TEXTAUSZUG>
"""

Heute ist unser großes Fest, ein Fest des Schmerzes und der Liebe.

„Bei meiner ersten Begegnung mit der Bewegung hat jemand über Jesus den Verlassenen gesprochen – und ich war sofort gepackt. Die anderen Punkte der Spiritualität finde ich in ähnlicher Form auch woanders, aber diese Liebe von IHM und für IHN, davon hatte mir vorher niemand etwas gesagt.“
So hat mir eine indische Freundin ihren ersten Kontakt mit den Fokolaren in Mumbai geschildert.
Auch Chiara spricht im ersten Text von diesem einen Tag, an dem ER uns gerufen hat und wir uns für IHN entschieden haben. Ganz ehrlich? An diesen Moment kann ich mich nicht erinnern, es war und ist wohl mehr eine Entscheidung in kleinen Raten. Jeder Karfreitag fordert mich allerdings heraus, diese Entscheidung zu überdenken und zu erneuern.

"""

DATENSÄTZE>

"""

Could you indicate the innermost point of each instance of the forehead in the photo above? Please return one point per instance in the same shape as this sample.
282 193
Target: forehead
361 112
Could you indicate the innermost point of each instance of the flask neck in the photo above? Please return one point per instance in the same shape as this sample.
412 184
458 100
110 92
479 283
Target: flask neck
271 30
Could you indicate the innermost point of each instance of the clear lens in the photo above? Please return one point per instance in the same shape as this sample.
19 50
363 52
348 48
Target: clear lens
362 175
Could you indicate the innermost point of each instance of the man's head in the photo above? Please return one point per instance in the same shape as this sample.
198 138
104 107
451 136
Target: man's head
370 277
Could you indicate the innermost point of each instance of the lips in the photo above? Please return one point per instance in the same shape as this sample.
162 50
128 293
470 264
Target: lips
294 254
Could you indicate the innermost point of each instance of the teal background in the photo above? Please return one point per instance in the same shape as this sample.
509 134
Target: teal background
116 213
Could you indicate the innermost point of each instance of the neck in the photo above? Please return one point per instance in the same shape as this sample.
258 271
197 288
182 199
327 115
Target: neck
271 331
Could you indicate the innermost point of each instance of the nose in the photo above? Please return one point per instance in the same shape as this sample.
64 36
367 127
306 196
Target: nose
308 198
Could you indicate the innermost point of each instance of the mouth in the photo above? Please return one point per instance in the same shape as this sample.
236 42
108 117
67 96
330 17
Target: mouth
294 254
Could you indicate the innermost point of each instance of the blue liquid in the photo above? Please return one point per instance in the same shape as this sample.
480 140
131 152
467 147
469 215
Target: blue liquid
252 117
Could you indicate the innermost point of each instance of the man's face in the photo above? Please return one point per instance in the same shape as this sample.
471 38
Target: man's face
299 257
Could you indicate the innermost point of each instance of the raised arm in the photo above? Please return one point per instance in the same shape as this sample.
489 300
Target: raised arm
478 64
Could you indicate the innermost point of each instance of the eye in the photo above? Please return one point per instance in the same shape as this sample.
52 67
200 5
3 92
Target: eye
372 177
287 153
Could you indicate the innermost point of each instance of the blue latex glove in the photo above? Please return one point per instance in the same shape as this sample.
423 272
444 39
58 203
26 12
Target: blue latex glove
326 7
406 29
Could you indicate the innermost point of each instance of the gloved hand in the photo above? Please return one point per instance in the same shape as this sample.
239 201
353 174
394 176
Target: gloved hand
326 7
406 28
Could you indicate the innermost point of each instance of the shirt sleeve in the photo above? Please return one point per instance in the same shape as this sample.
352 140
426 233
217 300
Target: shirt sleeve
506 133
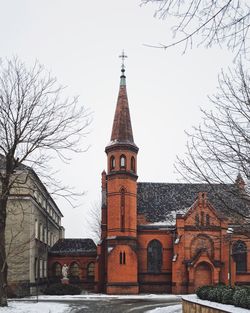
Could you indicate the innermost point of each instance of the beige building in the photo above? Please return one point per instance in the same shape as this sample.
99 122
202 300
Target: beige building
33 226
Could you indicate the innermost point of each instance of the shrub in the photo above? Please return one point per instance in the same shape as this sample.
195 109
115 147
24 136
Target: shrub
239 294
202 292
212 295
227 296
62 289
220 289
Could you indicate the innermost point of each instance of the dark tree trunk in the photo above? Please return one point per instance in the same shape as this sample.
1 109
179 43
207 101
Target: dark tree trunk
3 263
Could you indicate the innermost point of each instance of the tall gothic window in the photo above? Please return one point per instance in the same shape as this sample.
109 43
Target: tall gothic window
112 163
132 164
122 209
154 256
122 161
197 220
207 220
202 218
91 271
239 252
57 269
74 270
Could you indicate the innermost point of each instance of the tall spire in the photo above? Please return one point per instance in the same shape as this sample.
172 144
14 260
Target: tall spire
123 77
122 128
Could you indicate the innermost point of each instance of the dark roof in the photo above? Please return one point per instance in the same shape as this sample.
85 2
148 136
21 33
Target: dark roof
161 201
73 247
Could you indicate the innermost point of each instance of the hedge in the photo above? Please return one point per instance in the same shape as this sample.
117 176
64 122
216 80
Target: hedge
62 289
238 296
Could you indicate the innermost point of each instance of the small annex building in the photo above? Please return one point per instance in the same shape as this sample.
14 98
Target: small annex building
157 237
79 255
165 237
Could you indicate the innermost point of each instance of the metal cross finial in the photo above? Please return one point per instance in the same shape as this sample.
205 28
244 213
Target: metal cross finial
123 56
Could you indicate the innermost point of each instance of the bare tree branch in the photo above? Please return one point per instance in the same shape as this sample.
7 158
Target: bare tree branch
207 22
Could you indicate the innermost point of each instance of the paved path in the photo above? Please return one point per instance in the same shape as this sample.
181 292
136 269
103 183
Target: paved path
119 305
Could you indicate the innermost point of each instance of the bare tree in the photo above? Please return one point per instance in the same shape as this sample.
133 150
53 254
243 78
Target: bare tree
207 22
219 149
36 122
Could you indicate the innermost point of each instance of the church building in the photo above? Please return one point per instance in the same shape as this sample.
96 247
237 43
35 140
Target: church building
165 237
157 237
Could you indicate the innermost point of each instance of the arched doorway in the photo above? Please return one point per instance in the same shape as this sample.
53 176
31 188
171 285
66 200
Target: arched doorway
202 275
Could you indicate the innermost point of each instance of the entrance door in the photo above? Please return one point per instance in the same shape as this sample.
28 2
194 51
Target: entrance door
203 275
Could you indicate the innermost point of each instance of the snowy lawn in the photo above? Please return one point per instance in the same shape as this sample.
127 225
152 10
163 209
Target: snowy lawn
220 306
170 309
96 296
40 307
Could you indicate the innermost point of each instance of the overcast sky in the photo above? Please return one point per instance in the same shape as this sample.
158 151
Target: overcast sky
79 41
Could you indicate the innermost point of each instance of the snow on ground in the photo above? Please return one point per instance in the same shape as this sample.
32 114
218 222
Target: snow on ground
96 296
169 309
40 307
220 306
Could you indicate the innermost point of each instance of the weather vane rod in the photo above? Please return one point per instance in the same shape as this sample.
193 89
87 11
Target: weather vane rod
123 56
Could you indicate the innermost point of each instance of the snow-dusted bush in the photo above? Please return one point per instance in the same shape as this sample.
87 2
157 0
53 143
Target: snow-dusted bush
227 296
239 296
62 289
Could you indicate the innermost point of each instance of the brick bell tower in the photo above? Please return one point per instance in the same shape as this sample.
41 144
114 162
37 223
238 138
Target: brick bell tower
119 208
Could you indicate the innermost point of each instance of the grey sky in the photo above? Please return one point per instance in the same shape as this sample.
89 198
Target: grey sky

"""

AUFGABENSTELLUNG>
(a) Fasse den Textauszug über den Karfreitag in zwei Sätzen zusammen.
(b) Ermittle alle Zeilen der Datensätze, in denen die Zeichenfolge „window“ vorkommt, und gib diese Zeilen unverändert wieder. Achte dabei auf Groß- und Kleinschreibung.
Textauszug und Datensätze haben inhaltlich nichts miteinander zu tun.

LÖSUNGEN>
(a) Eine indische Freundin war bei ihrem ersten Kontakt mit den Fokolaren in Mumbai sofort von der Rede über Jesus den Verlassenen gepackt, weil ihr von dieser Liebe vorher niemand etwas gesagt hatte. Die schreibende Person kann sich an den Moment der eigenen Entscheidung für IHN nicht erinnern, versteht sie eher als Entscheidung in kleinen Raten und sieht sich an jedem Karfreitag herausgefordert, sie zu überdenken und zu erneuern.

(b)
Could you indicate the innermost point of each instance of the tall gothic window in the photo above? Please return one point per instance in the same shape as this sample.
Target: tall gothic window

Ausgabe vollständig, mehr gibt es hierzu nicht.